*Opdracht*: Zet de regels vanaf de regel met "# test: locate the gray" tot en met het einde van de items in een Markdown-tabel met de kolommen Nr. voor het rijnummer en Regel voor de regel. Laat lege regels en de afbeeldingen weg.

Items voor het aanwijzen van benoemde objecten:
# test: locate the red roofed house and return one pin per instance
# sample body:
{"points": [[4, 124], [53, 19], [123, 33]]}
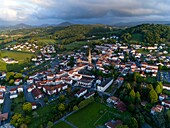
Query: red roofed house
{"points": [[18, 81], [156, 109]]}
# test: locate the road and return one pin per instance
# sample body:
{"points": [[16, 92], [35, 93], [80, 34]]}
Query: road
{"points": [[7, 106], [29, 97]]}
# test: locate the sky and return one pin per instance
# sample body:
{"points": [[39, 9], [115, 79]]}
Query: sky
{"points": [[36, 12]]}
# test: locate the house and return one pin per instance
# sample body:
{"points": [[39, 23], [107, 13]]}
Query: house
{"points": [[113, 100], [50, 90], [18, 81], [37, 93], [166, 103], [121, 106], [113, 124], [67, 80], [89, 95], [1, 98], [85, 82], [60, 74], [166, 86], [81, 92], [20, 89], [34, 106], [31, 87], [13, 93], [30, 81], [162, 97], [105, 83], [3, 117], [2, 88], [50, 76], [156, 109]]}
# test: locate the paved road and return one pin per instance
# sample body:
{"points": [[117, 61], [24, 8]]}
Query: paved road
{"points": [[7, 106], [29, 97], [64, 119]]}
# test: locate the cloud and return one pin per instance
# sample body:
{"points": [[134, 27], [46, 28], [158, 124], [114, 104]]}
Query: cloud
{"points": [[83, 10]]}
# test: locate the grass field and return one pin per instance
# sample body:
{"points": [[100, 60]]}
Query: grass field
{"points": [[93, 115], [22, 57], [75, 45], [62, 125], [44, 115], [137, 38], [46, 41]]}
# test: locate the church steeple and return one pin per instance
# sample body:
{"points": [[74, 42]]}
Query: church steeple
{"points": [[89, 57]]}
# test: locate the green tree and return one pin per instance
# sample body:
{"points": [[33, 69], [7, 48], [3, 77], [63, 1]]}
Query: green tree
{"points": [[153, 96], [132, 123], [23, 126], [27, 107], [17, 119], [121, 126], [138, 99], [62, 98], [158, 89], [132, 96], [75, 108], [50, 124], [27, 119], [11, 82]]}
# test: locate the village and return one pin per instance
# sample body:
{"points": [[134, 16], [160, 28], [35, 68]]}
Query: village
{"points": [[87, 74]]}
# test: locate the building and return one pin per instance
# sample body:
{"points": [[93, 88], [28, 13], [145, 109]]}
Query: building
{"points": [[18, 81], [113, 100], [105, 83], [81, 92], [89, 95], [37, 93]]}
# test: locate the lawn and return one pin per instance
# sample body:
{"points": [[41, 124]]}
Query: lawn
{"points": [[89, 116], [62, 124], [137, 37], [75, 45], [22, 57], [46, 41], [45, 114], [2, 66]]}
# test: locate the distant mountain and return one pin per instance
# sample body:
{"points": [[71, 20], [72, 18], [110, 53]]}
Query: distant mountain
{"points": [[65, 24], [131, 24]]}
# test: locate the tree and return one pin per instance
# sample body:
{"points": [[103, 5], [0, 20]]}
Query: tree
{"points": [[138, 99], [11, 82], [132, 123], [132, 96], [62, 98], [61, 107], [27, 107], [17, 119], [158, 89], [50, 124], [27, 119], [121, 126], [75, 108], [153, 96], [23, 126]]}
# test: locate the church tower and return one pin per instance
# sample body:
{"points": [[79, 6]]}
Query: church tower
{"points": [[89, 57]]}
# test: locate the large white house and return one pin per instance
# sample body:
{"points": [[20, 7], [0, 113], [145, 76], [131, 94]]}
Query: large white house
{"points": [[104, 84]]}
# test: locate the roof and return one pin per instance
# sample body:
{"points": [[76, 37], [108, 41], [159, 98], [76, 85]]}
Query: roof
{"points": [[3, 116], [36, 92]]}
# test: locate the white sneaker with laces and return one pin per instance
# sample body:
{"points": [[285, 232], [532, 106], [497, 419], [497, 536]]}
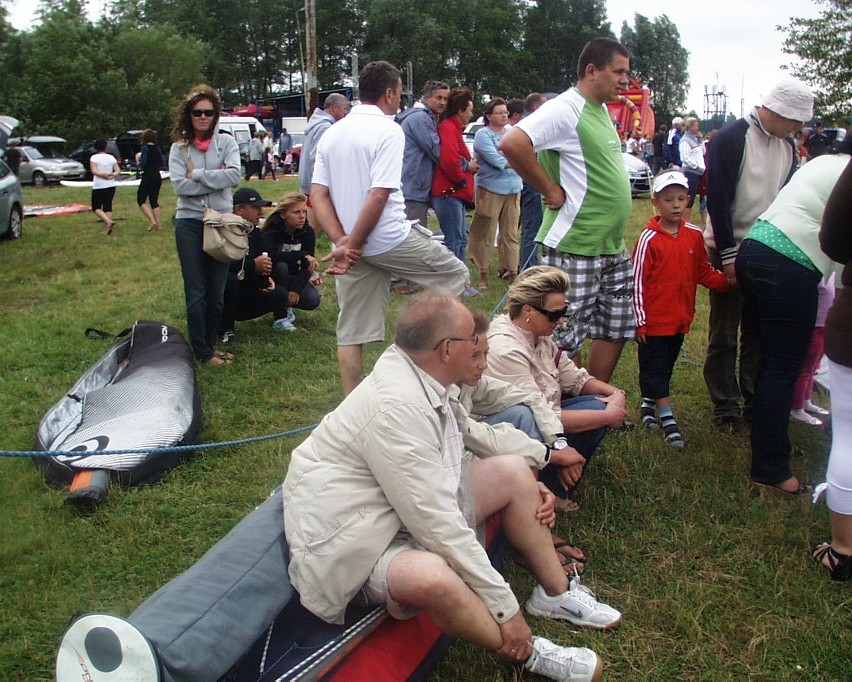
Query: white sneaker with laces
{"points": [[816, 409], [563, 663], [803, 416], [578, 605]]}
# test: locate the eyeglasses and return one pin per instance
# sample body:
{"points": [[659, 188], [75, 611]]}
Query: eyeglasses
{"points": [[473, 339], [552, 315]]}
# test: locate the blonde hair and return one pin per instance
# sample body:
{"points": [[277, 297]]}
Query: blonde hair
{"points": [[288, 200], [534, 285]]}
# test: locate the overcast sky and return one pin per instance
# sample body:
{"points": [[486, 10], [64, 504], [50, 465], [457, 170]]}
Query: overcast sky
{"points": [[732, 43]]}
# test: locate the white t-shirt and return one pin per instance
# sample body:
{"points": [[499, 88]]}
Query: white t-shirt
{"points": [[356, 154], [104, 163]]}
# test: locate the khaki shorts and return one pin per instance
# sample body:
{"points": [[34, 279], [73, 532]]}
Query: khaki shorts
{"points": [[362, 293], [375, 590]]}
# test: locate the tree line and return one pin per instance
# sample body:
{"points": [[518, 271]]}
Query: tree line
{"points": [[69, 76]]}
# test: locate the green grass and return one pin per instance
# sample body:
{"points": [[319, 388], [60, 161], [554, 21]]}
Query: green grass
{"points": [[714, 576]]}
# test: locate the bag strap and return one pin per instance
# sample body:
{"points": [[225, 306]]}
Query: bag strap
{"points": [[100, 335], [190, 166]]}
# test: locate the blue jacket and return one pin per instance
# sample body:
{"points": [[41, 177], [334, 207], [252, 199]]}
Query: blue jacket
{"points": [[422, 151], [671, 148], [493, 174]]}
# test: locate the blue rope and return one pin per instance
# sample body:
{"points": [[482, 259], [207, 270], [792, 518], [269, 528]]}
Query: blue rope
{"points": [[202, 446], [175, 448]]}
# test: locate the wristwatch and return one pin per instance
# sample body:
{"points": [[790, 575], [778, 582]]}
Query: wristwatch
{"points": [[558, 444]]}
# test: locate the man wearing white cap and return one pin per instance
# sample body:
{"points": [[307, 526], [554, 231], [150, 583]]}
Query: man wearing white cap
{"points": [[748, 163]]}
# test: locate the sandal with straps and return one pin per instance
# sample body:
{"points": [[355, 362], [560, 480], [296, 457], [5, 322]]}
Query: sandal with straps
{"points": [[839, 565]]}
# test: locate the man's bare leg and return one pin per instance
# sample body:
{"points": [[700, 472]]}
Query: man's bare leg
{"points": [[603, 357], [506, 484], [349, 359]]}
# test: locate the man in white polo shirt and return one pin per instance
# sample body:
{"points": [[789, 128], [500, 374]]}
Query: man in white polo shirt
{"points": [[580, 174], [356, 194]]}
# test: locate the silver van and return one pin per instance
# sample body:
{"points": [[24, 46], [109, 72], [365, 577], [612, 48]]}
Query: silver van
{"points": [[243, 128]]}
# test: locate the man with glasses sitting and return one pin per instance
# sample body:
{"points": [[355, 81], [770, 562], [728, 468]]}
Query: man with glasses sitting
{"points": [[381, 500]]}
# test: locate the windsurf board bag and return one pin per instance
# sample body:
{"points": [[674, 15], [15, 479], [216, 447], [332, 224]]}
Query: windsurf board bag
{"points": [[142, 394], [234, 617]]}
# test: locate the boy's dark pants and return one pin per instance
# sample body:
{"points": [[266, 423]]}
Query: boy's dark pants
{"points": [[656, 364]]}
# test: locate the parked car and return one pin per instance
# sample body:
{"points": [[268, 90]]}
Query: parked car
{"points": [[638, 173], [11, 204], [123, 147], [50, 146], [39, 169]]}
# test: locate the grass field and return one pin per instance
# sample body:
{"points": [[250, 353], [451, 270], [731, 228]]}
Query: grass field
{"points": [[714, 576]]}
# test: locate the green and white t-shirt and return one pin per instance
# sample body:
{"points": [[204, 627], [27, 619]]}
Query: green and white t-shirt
{"points": [[578, 147]]}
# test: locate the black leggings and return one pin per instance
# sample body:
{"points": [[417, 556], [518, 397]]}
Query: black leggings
{"points": [[149, 190]]}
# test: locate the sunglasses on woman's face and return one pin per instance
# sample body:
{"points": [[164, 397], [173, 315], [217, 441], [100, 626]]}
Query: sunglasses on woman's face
{"points": [[552, 315]]}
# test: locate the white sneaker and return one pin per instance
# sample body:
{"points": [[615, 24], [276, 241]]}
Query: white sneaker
{"points": [[803, 416], [816, 409], [563, 663], [578, 605]]}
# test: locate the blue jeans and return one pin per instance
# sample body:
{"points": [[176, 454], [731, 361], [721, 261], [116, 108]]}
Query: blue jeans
{"points": [[780, 296], [521, 417], [532, 214], [450, 212], [204, 281]]}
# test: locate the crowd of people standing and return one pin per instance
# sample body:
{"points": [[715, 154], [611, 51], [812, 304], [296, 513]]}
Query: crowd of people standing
{"points": [[419, 466]]}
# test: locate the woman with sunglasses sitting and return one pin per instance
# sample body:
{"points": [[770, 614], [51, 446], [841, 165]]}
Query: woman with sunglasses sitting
{"points": [[203, 168], [523, 353]]}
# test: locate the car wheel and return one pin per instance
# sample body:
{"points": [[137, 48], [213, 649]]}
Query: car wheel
{"points": [[16, 223]]}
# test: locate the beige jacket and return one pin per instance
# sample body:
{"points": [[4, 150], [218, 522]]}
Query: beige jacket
{"points": [[515, 356], [490, 396], [375, 466]]}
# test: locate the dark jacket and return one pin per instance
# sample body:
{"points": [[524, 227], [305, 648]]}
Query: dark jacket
{"points": [[291, 249]]}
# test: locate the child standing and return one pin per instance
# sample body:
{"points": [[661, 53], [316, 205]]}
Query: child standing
{"points": [[802, 404], [669, 261]]}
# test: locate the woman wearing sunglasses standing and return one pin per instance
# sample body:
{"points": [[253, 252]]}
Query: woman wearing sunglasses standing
{"points": [[203, 167], [523, 353]]}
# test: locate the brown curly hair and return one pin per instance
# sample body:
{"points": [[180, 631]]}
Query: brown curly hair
{"points": [[182, 130]]}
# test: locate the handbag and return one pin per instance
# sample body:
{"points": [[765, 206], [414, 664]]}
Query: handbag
{"points": [[225, 235]]}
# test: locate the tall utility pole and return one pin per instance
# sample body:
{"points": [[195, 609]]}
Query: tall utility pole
{"points": [[311, 39]]}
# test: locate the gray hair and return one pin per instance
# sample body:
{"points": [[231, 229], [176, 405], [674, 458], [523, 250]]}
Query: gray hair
{"points": [[426, 320]]}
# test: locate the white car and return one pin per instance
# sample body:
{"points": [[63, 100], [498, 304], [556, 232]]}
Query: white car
{"points": [[11, 204], [39, 169], [638, 173]]}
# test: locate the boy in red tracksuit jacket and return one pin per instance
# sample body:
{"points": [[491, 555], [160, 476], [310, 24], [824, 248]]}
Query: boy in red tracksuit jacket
{"points": [[669, 262]]}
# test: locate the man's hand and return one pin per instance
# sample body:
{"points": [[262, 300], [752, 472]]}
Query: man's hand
{"points": [[554, 198], [516, 638], [343, 257], [546, 513], [569, 476]]}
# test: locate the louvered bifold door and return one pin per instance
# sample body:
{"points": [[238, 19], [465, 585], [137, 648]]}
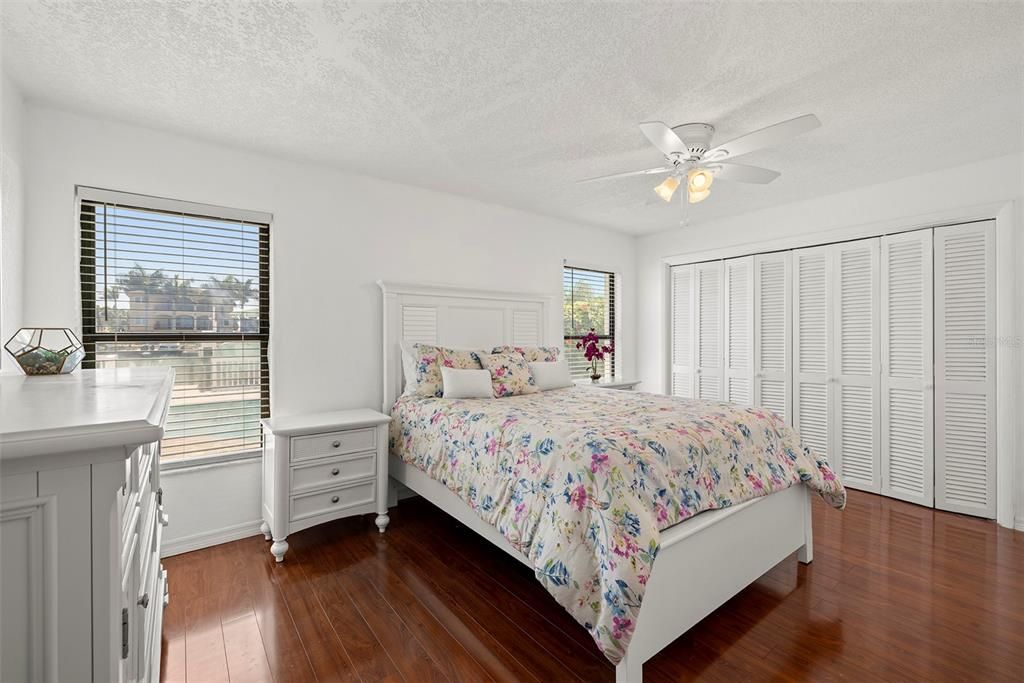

*Antwoord*:
| Nr. | Regel |
|---|---|
| 1 | # test: locate the gray hair and return one pin per instance |
| 2 | # sample body: |
| 3 | {"points": [[231, 229], [176, 405], [674, 458], [523, 250]]} |
| 4 | Query: gray hair |
| 5 | {"points": [[426, 320]]} |
| 6 | # test: locate the white car and return one pin per instance |
| 7 | # sample body: |
| 8 | {"points": [[63, 100], [498, 304], [556, 232]]} |
| 9 | Query: white car |
| 10 | {"points": [[11, 204], [39, 169], [638, 173]]} |
| 11 | # test: locate the boy in red tracksuit jacket and return one pin per instance |
| 12 | # sample body: |
| 13 | {"points": [[491, 555], [160, 476], [310, 24], [824, 248]]} |
| 14 | Query: boy in red tracksuit jacket |
| 15 | {"points": [[669, 262]]} |
| 16 | # test: locate the man's hand and return one pin per instance |
| 17 | # sample body: |
| 18 | {"points": [[262, 300], [752, 472]]} |
| 19 | Query: man's hand |
| 20 | {"points": [[554, 198], [516, 638], [343, 257], [546, 513], [569, 476]]} |
| 21 | # test: locate the louvered bifold door and return one pin per instance |
| 22 | # sample body: |
| 23 | {"points": [[238, 19], [465, 585], [137, 648]]} |